Bass: We who have not traveled have to rely solely on our communications media for the news that we get. What is disturbing and confusing, really, coming out of the African continent, is there unity among the African leaders there? Is there a cohesive effort or is it a divisive thing that has been reported so faithfully in the press, the American press.

Malcolm X: The Western press tries to make it appear that there is a division among Africans. In any bloc or group that has a common objective, you will find disagreements. But overall there's unity. I think—during World War II, America had her allies, and their common objective was to gain victory over a common enemy, but even within that body of allies, there were differences.

Bass: Just as there are today in NATO.

Malcolm X: Certainly, today. But usually Western powers think that they have a priority on the right to differ among themselves. Because when blocs that are other than Western show signs of being able to differ—or differences pop up, the Western press uses this to try and make it appear that they are savage, backward, not able to govern—things of that sort.

Bass: That's something I wanted to ask you about. I've noticed in the last couple of weeks all of the references to the Congo crisis, when they talked about the debate in the United Nations they have talked about going back to savagery, tribal practices, this kind of thing. And yet they have in Italy the fact that they have eighteen ballots cast just this week alone trying to elect a premier. They have also—before de Gaulle rose to power, they had a new premier of France every month. And no one considered that backward, and yet these were examples of civilization, culture, and so forth. How do the African delegates in this country and the African leaders in their own countries feel about this kind of characterization?

Malcolm X: Well the—I think this is one of the mistakes the West is making in its efforts to try and win the Africans on their side. The Africans, probably more so than ever before, are beginning to see the deceit and the double standard of measurement that's used when their own case is involved. And how it differs from that when the African case is involved. And this has gone a long ways toward making Africans question the motive of Western powers, including the United States.

It's not an accident that in the United Nations during this present session, for the first time during the nineteen or twenty years that the UN has been in existence, we find African foreign ministers who are openly accusing the United States of being an imperialist power and of practicing racism. In the past, these labels were always confined to the European colonial powers. But never was the United States itself singled out and labeled, identified as an imperialist power. Neither was the case of Black people in this country ever linked with what was happening to people on the African continent. And if there's any drastic departure from past procedures that have been reflected already in the present UN session, it's the tendency on the part of African representatives one after another all to link what's happening in the Congo with what's happening in Mississippi.

And for the first time, too, since the UN has been in existence, we have representatives of foreign governments referring to the releasing of the twenty-one assassins of the civil rights workers. This was mentioned in the United Nations Security Council debate this week. And so all of this is a sign, or reflects the tendency on the part of Africans to identify completely with what is happening to the Black man in this country. And they also realize that there's an increasing tendency on the part of our people in this country to identify with what's going on or happening to our people on the African continent. And never are our people given the real picture.
==================================================
### Problems to solve
1. Extract the interview passage from "Malcolm X: Certainly, today." up to and including "of that sort.".
2. Answer the following from the interview:
(a) How many ballots does Bass say Italy cast this week trying to elect a premier?
(b) Which present-day alliance does Bass mention as having differences?
(c) What two places do African representatives link, according to Malcolm X?

### Dataset section
==================================================
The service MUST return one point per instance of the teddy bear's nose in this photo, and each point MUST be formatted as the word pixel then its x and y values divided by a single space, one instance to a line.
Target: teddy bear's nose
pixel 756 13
==================================================
### Outputs by task
1.
Malcolm X: Certainly, today. But usually Western powers think that they have a priority on the right to differ among themselves. Because when blocs that are other than Western show signs of being able to differ—or differences pop up, the Western press uses this to try and make it appear that they are savage, backward, not able to govern—things of that sort.

2.
(a) Eighteen.
(b) NATO.
(c) The Congo and Mississippi.